*REQUIREMENTS:*
Reproduce the listing below in full, replacing "outline" with "contour" wherever it occurs and leaving all other text unchanged.

*DATASET EXTRACT:*
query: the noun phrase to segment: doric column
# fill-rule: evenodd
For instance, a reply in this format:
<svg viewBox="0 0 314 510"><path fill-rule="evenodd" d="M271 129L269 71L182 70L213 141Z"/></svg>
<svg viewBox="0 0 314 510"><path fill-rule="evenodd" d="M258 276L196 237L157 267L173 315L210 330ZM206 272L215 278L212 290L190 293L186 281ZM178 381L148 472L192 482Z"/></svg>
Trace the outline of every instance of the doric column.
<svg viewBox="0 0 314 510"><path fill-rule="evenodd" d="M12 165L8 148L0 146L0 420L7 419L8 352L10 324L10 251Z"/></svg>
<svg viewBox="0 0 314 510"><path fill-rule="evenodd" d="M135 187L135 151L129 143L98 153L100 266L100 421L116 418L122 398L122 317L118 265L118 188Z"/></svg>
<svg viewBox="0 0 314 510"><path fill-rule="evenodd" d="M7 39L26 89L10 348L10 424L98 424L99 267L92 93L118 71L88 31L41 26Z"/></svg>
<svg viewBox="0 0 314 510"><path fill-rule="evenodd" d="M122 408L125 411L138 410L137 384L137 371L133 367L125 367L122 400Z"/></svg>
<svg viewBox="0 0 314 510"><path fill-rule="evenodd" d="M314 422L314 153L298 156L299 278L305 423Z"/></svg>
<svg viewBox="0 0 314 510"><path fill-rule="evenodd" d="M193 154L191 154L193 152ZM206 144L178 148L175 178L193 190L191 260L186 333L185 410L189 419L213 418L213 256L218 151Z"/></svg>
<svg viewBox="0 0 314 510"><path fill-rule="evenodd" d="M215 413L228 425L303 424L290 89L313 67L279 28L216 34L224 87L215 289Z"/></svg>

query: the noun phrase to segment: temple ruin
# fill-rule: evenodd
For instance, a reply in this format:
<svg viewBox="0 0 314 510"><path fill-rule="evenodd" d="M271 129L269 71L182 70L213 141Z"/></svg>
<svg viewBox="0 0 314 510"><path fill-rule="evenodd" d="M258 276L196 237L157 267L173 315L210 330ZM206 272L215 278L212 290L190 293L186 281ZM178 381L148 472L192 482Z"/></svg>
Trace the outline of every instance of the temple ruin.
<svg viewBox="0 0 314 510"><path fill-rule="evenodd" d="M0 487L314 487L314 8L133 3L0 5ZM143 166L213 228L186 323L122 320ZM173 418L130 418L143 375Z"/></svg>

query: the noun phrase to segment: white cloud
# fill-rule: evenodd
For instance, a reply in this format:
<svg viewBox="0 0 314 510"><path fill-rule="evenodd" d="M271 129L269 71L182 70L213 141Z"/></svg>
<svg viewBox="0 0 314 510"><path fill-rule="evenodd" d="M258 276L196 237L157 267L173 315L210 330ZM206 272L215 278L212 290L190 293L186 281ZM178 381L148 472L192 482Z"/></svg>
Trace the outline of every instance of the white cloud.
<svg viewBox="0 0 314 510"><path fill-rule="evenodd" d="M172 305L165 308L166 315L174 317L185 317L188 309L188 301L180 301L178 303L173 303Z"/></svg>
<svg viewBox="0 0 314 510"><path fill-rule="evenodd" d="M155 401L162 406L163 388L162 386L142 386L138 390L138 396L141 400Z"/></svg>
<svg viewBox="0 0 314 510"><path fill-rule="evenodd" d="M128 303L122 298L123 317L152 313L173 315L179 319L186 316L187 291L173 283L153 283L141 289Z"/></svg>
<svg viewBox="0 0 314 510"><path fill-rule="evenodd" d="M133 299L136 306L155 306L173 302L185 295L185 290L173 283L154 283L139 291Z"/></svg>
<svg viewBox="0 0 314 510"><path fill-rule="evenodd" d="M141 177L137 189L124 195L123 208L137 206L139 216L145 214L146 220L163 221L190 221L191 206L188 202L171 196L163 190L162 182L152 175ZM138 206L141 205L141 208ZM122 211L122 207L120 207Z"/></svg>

*TASK SOLUTION:*
query: the noun phrase to segment: doric column
# fill-rule: evenodd
For instance, a reply in this format:
<svg viewBox="0 0 314 510"><path fill-rule="evenodd" d="M271 129L269 71L182 70L213 141Z"/></svg>
<svg viewBox="0 0 314 510"><path fill-rule="evenodd" d="M258 276L196 237L157 267L173 315L210 330ZM206 272L215 278L212 290L190 293L186 281ZM178 381L148 472L192 482Z"/></svg>
Trace the contour of every instance of the doric column.
<svg viewBox="0 0 314 510"><path fill-rule="evenodd" d="M12 165L8 148L0 146L0 420L7 419L8 352L10 324L10 251Z"/></svg>
<svg viewBox="0 0 314 510"><path fill-rule="evenodd" d="M135 187L135 151L129 143L98 153L100 266L100 421L116 418L122 398L122 317L118 265L118 188Z"/></svg>
<svg viewBox="0 0 314 510"><path fill-rule="evenodd" d="M7 39L26 89L10 348L10 424L98 424L99 267L92 93L118 71L88 31L41 26Z"/></svg>
<svg viewBox="0 0 314 510"><path fill-rule="evenodd" d="M122 408L125 411L138 410L137 384L137 371L133 367L125 367L122 400Z"/></svg>
<svg viewBox="0 0 314 510"><path fill-rule="evenodd" d="M314 422L314 153L298 156L299 278L305 423Z"/></svg>
<svg viewBox="0 0 314 510"><path fill-rule="evenodd" d="M193 154L191 154L193 152ZM206 144L178 148L175 178L193 190L191 260L186 333L185 410L189 419L213 418L213 256L218 151Z"/></svg>
<svg viewBox="0 0 314 510"><path fill-rule="evenodd" d="M215 413L228 425L303 424L290 89L313 67L279 28L216 34L224 87L215 289Z"/></svg>

query: the noun phrase to segment: temple ruin
# fill-rule: evenodd
For instance, a reply in this format:
<svg viewBox="0 0 314 510"><path fill-rule="evenodd" d="M271 129L269 71L182 70L213 141Z"/></svg>
<svg viewBox="0 0 314 510"><path fill-rule="evenodd" d="M258 276L196 237L157 267L173 315L210 330ZM206 272L215 278L212 290L190 293L186 281ZM178 381L148 472L192 482Z"/></svg>
Trace the contour of every instance of the temple ruin.
<svg viewBox="0 0 314 510"><path fill-rule="evenodd" d="M0 487L314 487L314 8L133 3L0 5ZM143 166L213 228L186 323L122 320ZM173 418L130 418L143 375Z"/></svg>

query: the noun phrase to segment: white cloud
# fill-rule: evenodd
For instance, a reply in this format:
<svg viewBox="0 0 314 510"><path fill-rule="evenodd" d="M271 129L269 71L182 70L213 141Z"/></svg>
<svg viewBox="0 0 314 510"><path fill-rule="evenodd" d="M258 276L196 237L157 267L173 315L210 330ZM206 272L215 278L212 290L190 293L186 281ZM178 381L148 472L192 482Z"/></svg>
Trace the contour of every instance of the white cloud.
<svg viewBox="0 0 314 510"><path fill-rule="evenodd" d="M172 305L165 308L166 315L174 317L185 317L188 309L188 301L180 301L178 303L173 303Z"/></svg>
<svg viewBox="0 0 314 510"><path fill-rule="evenodd" d="M155 401L162 406L163 388L162 386L142 386L138 390L138 396L141 400Z"/></svg>
<svg viewBox="0 0 314 510"><path fill-rule="evenodd" d="M128 303L122 298L123 317L152 313L173 315L179 319L186 316L187 291L173 283L153 283L141 289Z"/></svg>
<svg viewBox="0 0 314 510"><path fill-rule="evenodd" d="M133 299L136 306L155 306L173 302L185 295L185 290L173 283L154 283L139 291Z"/></svg>
<svg viewBox="0 0 314 510"><path fill-rule="evenodd" d="M141 177L137 189L124 195L123 208L137 206L139 216L145 214L146 220L163 221L190 221L191 206L188 202L171 196L163 190L162 182L152 175ZM138 206L141 205L141 208ZM122 211L122 207L120 207Z"/></svg>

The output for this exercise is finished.